#### [TASKS AND EXERCISES]
a – From the Whitney Biennial passage below, set down word for word everything from "In addition to" down to "St. Ann’s Warehouse.".
b – According to the Whitney Biennial passage below, on what date will K8 Hardy present a fashion runway show?

#### [QUOTED PASSAGE]
----

Tickets & Membership
Tickets for the Biennial go on sale February 10 and may be purchased via whitney.org or in person at the Whitney, Wednesday through Sunday during gallery hours. All Biennial performances are free with Museum admission. Note: The Sarah Michelson and Michael Clark performances require special entry tickets (advance ticket booking is strongly suggested); all other events are first-come, first-served. Whitney members receive unlimited express admission to the Museum’s galleries and film programs. To become a member, visit whitney.org/membership or call (212) 570-3641.

Sam Lewitt (b. 1981), Untitled (material for Fluid Employment), 2012. Digital photograph, dimensions variable. © Sam Lewitt; courtesy the artist and Miguel Abreu Gallery
Sam Lewitt (b. 1981), Untitled (material for Fluid Employment), 2012. Digital photograph, dimensions variable. © Sam Lewitt; courtesy the artist and Miguel Abreu Gallery

A Closer Look
The breakdown of boundaries between art forms is everywhere in evidence. Lutz Bacher’s work involves an installation with a video projection and thousands of baseballs, framed pages from The Celestial Handbook, and a musical instrument made using a Yamaha organ and pipes. Collaborators Gisèle Vienne, Dennis Cooper, Stephen O’Malley, and Peter Rehberg are installing Vienne’s animatronic puppet of a young boy that recites a dialogue written by Cooper.
German-born artist Kai Althoff is creating an installation, as well as performing in a play by Yair Oelbaum that will be presented during the third week of May. Moyra Davey’s work includes a film and two series of photographs sent in the mail, complete with postage stamps and tape. Los Angeles-based performer/filmmaker Wu Tsang will screen the film WILDNESS (2012), documenting the convergence of two disparate cultures at an LA bar that serves as a social space for transgender Latinas, as well as creating an installation on the fourth floor that functions as a green room.

In addition to a series of photographs and sculptures, the New York-based artist K8 Hardy, whose work crosses many lines from film and photography to fashion (she created FashionFashion zine and co-founded the queer feminist art collective LTTR), will present a fullfledged fashion runway show on Sunday, May 20. In residence in the Museum’s galleries from April 25 to 29, Richard Maxwell, the artistic director of New York City Players, will conduct open rehearsals toward a new play; Maxwell is currently collaborating with the Wooster Group on a compendium of early works by Eugene O’Neill at St. Ann’s Warehouse.

Forrest Bess (1911-1977) was a painter/fisherman who exhibited his work in New York yet lived in poverty and isolation off the Gulf Coast of Texas. Bess developed elaborate theories about the uniting of the male and the female within his own body, and performed operations on his own genitals that turned him into a pseudo-hermaphrodite. In his lifetime, Bess wanted to exhibit his medical theories alongside his paintings, but his longtime dealer, Betty Parsons, always politely declined. For the Biennial, sculptor Robert Gober, working from Bess’s letters, curates a room of paintings and archival materials that realizes Bess’s wish. Gober recently curated the Charles Burchfield retrospective at the Whitney in 2010.

----

#### [ENTRIES PROVIDED]
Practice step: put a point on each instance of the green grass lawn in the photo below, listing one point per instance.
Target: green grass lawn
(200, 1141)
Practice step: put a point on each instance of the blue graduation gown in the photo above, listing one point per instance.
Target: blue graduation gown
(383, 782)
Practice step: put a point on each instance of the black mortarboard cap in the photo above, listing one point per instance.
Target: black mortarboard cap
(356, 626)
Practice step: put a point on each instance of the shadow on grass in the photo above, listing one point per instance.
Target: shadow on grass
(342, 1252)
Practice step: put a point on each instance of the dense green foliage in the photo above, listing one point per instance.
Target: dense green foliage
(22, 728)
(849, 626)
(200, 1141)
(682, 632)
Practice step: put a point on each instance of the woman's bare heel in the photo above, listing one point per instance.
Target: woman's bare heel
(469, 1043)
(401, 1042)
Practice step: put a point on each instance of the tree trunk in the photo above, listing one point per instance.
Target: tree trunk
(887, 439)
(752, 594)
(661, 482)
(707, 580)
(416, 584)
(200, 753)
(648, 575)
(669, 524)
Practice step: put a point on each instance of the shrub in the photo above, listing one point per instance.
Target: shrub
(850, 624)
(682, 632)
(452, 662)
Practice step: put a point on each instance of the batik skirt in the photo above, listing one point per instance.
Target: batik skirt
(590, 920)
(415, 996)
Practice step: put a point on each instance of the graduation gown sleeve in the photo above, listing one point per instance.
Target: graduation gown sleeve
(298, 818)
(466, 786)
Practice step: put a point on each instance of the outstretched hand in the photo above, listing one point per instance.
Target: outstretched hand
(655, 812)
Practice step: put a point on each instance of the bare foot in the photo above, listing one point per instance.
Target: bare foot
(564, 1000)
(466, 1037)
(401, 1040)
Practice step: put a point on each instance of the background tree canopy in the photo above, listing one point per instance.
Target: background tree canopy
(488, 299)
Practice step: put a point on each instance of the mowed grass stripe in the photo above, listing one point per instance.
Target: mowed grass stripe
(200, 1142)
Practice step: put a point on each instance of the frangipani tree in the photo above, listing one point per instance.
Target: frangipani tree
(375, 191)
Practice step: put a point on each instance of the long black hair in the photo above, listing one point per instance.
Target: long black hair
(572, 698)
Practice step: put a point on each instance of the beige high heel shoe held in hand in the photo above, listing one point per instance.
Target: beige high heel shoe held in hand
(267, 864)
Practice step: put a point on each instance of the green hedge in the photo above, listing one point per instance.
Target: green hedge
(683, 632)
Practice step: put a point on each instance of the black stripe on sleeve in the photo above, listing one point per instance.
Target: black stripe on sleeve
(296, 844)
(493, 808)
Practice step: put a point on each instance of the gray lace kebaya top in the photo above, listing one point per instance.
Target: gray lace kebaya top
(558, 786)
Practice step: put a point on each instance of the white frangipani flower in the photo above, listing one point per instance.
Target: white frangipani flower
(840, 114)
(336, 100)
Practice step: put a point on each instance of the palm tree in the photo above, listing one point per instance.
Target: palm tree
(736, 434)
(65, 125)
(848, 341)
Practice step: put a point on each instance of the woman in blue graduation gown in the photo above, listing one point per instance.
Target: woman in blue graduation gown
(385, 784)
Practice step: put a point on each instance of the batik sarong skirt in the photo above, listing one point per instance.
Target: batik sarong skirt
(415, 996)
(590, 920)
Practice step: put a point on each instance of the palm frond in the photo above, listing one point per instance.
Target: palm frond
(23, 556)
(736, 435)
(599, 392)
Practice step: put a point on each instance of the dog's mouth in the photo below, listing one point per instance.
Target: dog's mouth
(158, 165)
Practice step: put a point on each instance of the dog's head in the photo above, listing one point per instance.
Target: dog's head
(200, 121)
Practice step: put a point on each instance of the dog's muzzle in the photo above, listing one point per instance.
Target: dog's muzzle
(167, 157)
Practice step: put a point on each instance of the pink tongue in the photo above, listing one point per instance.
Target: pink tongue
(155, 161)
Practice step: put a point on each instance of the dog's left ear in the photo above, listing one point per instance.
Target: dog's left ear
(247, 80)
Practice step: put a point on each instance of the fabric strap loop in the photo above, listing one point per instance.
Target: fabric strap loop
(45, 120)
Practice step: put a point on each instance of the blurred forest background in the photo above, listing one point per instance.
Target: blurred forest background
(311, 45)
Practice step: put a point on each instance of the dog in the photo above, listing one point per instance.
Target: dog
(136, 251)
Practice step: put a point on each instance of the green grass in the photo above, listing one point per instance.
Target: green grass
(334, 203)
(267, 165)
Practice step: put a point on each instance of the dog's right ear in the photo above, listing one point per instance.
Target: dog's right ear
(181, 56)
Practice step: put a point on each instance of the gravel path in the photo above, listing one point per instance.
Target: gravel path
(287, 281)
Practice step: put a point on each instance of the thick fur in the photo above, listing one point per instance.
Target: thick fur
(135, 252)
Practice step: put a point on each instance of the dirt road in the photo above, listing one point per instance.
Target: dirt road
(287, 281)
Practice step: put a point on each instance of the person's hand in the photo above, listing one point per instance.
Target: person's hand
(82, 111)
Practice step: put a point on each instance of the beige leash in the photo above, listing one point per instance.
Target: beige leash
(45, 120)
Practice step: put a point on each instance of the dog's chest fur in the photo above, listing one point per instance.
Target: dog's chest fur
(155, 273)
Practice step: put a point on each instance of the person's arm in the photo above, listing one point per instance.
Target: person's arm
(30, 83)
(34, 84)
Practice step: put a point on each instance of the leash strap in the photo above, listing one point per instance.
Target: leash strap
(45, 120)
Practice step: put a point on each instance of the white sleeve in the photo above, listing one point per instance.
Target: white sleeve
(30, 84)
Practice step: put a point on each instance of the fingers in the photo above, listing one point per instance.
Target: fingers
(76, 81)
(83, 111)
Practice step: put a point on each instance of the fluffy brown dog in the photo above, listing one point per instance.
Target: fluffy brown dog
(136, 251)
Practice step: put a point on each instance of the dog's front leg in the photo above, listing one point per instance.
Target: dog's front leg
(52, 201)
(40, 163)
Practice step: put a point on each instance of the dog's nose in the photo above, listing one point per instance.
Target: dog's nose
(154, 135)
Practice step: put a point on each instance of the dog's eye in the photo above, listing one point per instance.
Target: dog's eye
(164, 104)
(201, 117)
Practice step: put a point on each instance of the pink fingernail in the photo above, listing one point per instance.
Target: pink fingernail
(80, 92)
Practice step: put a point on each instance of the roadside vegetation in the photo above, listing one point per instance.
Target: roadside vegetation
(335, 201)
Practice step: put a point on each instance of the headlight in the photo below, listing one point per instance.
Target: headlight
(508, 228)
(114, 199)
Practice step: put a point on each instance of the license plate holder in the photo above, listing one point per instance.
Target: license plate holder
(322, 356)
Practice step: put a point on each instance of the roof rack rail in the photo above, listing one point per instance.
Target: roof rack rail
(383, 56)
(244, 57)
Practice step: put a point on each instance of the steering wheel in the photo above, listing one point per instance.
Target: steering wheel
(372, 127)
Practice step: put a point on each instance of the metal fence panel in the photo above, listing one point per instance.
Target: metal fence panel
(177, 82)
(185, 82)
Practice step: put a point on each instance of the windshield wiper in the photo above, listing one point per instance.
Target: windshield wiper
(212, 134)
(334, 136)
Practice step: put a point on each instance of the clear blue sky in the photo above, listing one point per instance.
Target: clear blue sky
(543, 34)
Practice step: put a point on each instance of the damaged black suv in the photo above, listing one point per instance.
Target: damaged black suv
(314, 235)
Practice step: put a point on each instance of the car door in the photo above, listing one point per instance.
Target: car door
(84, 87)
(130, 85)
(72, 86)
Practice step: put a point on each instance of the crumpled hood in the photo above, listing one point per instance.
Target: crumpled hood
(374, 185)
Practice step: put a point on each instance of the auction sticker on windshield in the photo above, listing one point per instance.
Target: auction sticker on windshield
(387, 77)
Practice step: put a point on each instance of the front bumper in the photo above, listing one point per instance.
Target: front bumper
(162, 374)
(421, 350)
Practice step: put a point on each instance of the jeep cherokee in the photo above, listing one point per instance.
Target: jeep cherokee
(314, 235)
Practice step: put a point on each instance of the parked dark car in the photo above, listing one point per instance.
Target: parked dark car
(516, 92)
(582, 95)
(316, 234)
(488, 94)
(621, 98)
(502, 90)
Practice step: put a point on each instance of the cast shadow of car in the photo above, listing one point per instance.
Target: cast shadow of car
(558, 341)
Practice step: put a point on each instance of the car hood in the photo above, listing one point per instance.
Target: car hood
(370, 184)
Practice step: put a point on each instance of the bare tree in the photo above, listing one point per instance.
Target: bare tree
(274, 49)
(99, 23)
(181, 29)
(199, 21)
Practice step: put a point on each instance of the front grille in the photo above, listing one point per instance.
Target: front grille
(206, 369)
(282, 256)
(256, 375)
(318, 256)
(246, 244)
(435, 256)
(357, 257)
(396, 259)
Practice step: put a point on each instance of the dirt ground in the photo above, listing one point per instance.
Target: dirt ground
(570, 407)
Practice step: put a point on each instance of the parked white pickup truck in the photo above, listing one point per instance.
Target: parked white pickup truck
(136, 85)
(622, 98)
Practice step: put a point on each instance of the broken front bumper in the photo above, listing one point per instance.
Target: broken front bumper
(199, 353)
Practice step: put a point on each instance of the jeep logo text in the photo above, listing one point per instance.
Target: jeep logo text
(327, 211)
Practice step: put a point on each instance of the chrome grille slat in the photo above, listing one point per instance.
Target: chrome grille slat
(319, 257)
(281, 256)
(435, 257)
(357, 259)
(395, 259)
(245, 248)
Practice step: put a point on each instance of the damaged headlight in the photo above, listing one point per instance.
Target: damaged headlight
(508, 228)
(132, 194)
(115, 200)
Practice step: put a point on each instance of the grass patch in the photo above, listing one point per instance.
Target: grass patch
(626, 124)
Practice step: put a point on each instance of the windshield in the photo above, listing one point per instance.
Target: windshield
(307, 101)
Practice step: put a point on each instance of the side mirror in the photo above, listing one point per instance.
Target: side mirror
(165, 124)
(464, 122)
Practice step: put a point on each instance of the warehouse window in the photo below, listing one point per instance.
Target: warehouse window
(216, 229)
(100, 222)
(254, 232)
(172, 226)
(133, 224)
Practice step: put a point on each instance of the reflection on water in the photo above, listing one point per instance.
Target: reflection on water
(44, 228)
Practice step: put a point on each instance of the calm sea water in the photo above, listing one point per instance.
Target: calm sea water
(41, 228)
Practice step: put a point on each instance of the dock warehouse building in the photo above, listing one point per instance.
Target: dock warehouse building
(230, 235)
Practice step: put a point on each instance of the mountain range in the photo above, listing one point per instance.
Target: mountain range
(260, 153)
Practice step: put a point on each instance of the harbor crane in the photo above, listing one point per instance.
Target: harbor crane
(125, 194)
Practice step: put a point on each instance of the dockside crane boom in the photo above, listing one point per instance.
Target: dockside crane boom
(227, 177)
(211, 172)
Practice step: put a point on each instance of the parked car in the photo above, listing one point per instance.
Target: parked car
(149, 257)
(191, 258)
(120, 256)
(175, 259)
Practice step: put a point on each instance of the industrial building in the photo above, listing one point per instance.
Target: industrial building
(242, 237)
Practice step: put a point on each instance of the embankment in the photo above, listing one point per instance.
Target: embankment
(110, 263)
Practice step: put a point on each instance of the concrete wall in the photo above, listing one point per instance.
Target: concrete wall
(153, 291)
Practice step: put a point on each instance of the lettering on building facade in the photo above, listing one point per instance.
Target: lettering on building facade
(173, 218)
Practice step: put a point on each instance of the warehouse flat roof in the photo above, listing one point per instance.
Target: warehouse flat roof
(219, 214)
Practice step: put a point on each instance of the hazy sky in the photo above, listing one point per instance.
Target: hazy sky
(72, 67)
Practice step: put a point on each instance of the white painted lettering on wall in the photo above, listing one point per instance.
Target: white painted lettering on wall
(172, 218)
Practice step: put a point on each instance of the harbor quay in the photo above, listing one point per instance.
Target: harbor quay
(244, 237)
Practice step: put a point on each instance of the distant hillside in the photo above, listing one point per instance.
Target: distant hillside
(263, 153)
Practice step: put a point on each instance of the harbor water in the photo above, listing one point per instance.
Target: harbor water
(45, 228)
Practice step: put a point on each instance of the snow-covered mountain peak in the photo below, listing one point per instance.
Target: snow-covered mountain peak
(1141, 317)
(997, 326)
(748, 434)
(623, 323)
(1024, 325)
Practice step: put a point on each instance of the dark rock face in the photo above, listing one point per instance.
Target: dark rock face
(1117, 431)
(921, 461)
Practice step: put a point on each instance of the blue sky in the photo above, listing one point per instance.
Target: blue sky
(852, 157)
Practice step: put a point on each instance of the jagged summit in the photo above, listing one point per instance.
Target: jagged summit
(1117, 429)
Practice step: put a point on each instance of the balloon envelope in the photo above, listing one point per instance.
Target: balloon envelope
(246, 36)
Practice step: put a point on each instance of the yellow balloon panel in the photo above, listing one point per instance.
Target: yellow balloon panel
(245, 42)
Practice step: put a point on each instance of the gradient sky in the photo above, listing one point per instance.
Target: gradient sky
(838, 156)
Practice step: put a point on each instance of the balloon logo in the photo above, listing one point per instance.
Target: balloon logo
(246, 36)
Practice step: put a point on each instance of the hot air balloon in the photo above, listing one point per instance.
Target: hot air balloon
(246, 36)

----

#### [SOLVED TASKS]
a –
In addition to a series of photographs and sculptures, the New York-based artist K8 Hardy, whose work crosses many lines from film and photography to fashion (she created FashionFashion zine and co-founded the queer feminist art collective LTTR), will present a fullfledged fashion runway show on Sunday, May 20. In residence in the Museum’s galleries from April 25 to 29, Richard Maxwell, the artistic director of New York City Players, will conduct open rehearsals toward a new play; Maxwell is currently collaborating with the Wooster Group on a compendium of early works by Eugene O’Neill at St. Ann’s Warehouse.

b – Sunday, May 20.